Work item: Pick every line out of the entries below that holds the string "innermost", and report them.

Available data:

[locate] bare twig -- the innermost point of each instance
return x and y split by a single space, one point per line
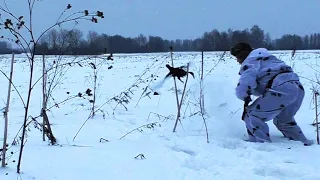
316 110
5 136
181 100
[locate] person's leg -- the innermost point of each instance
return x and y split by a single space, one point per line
286 123
266 108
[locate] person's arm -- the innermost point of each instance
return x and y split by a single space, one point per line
247 81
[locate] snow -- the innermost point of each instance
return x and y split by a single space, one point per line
180 155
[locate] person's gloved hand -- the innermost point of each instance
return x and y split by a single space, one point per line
247 99
246 103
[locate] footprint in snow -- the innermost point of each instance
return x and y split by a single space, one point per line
179 149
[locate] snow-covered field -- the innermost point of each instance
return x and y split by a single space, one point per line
182 155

Problem solution:
[locate] bare twig -- the innermost point of each instance
[locate] person's leg -- the innermost point of each instance
[locate] person's arm -- the innermost point of each instance
[locate] snow -- the innermost point of each instance
[locate] person's gloved hand -- the innermost point of each instance
[locate] footprint in snow -- the innermost point of each instance
[locate] snow-covered field -- the innermost point of each instance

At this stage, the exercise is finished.